> _YOUR OBJECTIVE_
I would like you to return all of the records exactly as they stand.

> _AVAILABLE DATA_
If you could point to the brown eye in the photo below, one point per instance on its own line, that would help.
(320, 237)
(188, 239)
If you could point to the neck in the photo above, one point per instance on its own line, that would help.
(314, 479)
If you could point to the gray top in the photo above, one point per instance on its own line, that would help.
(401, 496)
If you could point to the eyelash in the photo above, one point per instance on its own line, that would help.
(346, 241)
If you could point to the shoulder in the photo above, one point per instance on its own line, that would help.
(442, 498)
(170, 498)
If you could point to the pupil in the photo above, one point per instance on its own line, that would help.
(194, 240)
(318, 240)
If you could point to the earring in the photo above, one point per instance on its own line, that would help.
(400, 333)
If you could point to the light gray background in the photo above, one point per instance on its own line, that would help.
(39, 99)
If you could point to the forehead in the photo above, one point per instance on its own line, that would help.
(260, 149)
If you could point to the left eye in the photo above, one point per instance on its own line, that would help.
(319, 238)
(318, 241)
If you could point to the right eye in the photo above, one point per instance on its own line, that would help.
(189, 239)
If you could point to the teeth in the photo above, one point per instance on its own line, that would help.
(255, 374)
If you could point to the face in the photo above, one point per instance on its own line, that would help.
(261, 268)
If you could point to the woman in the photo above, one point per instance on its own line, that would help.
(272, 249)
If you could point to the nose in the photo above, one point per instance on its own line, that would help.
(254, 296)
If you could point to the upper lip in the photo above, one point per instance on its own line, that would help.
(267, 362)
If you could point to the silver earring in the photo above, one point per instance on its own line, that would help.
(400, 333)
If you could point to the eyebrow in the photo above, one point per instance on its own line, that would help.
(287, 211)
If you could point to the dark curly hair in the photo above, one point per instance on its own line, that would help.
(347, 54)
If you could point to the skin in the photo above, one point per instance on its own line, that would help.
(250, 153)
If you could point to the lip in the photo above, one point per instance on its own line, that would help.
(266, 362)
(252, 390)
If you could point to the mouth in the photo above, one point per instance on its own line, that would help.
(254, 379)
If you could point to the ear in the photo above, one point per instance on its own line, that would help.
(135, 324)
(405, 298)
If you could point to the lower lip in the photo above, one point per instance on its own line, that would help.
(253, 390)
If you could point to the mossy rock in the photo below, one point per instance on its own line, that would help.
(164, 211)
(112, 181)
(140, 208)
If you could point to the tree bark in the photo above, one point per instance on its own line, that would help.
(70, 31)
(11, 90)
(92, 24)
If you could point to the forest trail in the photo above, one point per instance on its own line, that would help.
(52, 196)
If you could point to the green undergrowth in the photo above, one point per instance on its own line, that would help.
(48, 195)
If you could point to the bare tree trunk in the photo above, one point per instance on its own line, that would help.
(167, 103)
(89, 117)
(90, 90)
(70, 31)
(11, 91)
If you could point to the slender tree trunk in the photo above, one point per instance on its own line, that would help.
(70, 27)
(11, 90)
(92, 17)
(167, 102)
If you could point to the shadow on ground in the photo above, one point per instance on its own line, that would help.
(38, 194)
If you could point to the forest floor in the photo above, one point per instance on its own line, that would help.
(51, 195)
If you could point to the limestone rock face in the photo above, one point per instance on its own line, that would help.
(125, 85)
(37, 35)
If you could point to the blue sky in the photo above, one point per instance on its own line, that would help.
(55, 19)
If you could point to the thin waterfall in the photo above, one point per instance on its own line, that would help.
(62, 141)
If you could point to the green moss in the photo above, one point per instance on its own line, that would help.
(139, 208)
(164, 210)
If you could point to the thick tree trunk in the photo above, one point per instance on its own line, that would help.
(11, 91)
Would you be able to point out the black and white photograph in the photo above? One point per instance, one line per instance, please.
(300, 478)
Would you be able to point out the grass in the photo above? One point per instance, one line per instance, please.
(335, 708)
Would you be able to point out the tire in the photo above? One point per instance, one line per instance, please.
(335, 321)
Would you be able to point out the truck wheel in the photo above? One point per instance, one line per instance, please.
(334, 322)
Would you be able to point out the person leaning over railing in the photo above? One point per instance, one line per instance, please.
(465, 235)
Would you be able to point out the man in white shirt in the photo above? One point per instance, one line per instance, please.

> _RESULT_
If you could point to the brown eye in the photo below, one point per instance on its own line, that would help.
(320, 237)
(188, 239)
If you could point to the neck in the photo above, one point per instance on its own line, that would help.
(314, 479)
If you could point to the gray top in the photo above, one point per instance on its own line, that would help.
(401, 496)
If you could point to the eyelash in the photo above, one point per instance on its own line, that would help.
(346, 241)
If you could point to the shoulder in the photo above, one point per instance on its own line, that would help.
(442, 498)
(170, 498)
If you could point to the pupil in the photo above, one point per instance on its own line, that would help.
(194, 240)
(318, 240)
If you could point to the earring in the photo above, one point per instance on its own line, that would help.
(400, 333)
If you could point to the light gray background in the photo above, one point per instance on its own line, that would help.
(39, 99)
If you could point to the forehead in the photo above, one point per instance on its own line, that would help.
(260, 149)
If you could point to the left eye in the photo above, one point per instance on its own line, that would help.
(319, 238)
(318, 241)
If you could point to the right eye in the photo above, one point per instance on its own line, that would help.
(189, 239)
If you could point to the teeth in the photo above, one point per instance on its own line, that would help.
(255, 374)
If you could point to the face in the photo above, one point per instance on its own line, that would help.
(261, 268)
If you could point to the woman in the photo above, one point per instance on its own line, that would help.
(272, 249)
If you could point to the nose in the photo above, one point per instance on its own line, that would help.
(254, 296)
If you could point to the upper lip in the photo above, one point per instance on its own line, that would help.
(267, 362)
If you could point to the silver earring in the photo above, one point per instance on its own line, that would help.
(400, 333)
If you could point to the eyebrow in the photo above, one point per instance on its own line, that would help.
(287, 211)
If you could point to the dark curly hair in the photo above, one point per instance on its own line, that would help.
(347, 54)
If you could point to the skin in the photo above, one point per instance on its own line, that would help.
(250, 153)
If you could point to the lip in the photo above, one point per instance on its own line, that would help.
(266, 362)
(252, 390)
If you could point to the mouth in the photo above, one point per instance on its own line, that would help.
(254, 379)
If you could point to the ear in the photo above, one point per instance on its own line, that would help.
(135, 324)
(405, 298)
If you could point to the lower lip in the photo above, one point per instance on its own line, that would help.
(253, 390)
If you could point to the mossy rock in the photo below, one point per instance on its own line, that would help.
(164, 211)
(112, 181)
(140, 208)
If you could point to the tree bark in the photo above, one point per instance on its own line, that would help.
(70, 31)
(11, 90)
(92, 24)
If you could point to the forest trail in the photo above, one point per instance on its own line, that would help.
(52, 196)
If you could point to the green undergrowth in the photo above, one point per instance on its own line, that would help.
(48, 195)
If you could point to the bare tree trunk in the photo above, one point per instance on its own line, that would help.
(167, 103)
(89, 117)
(90, 90)
(70, 31)
(11, 91)
If you could point to the slender tree trunk in the photo above, one point per instance on its own line, that would help.
(70, 27)
(11, 90)
(92, 17)
(167, 102)
If you could point to the shadow on ground in the photo above, one point per instance on its own line, that would help.
(38, 194)
If you could point to the forest floor in the photo above, one point per instance on its own line, that would help.
(51, 195)
If you could point to the limestone rock face in the photo above, one point per instance on its own line, that would help.
(125, 85)
(37, 35)
If you could point to the blue sky in the photo above, one point per instance on its own line, that would help.
(55, 19)
If you could point to the thin waterfall in the photo above, one point per instance on its own line, that would help.
(62, 141)
If you could point to the green moss in the photo above, one point per instance on its own line, that would help.
(139, 208)
(164, 210)
If you could point to the thick tree trunk in the photo above, one point per instance on its own line, that would help.
(11, 91)
Would you be able to point out the black and white photograph in the photo above? One point per instance, one line per instance, please.
(300, 478)
Would you be able to point out the grass in the photo above? One point per instance, one line per instance, please.
(335, 708)
Would you be able to point out the tire in the photo above? One point per instance, one line per instance, please.
(335, 321)
Would you be able to point out the truck wheel in the photo above? One point per instance, one line per instance, please.
(334, 322)
Would you be able to point out the person leaning over railing in the photo above? One point per instance, one line per instance, please.
(465, 235)
Would you be able to point out the man in white shirt in the photo above? One point per instance, one line per instance, please.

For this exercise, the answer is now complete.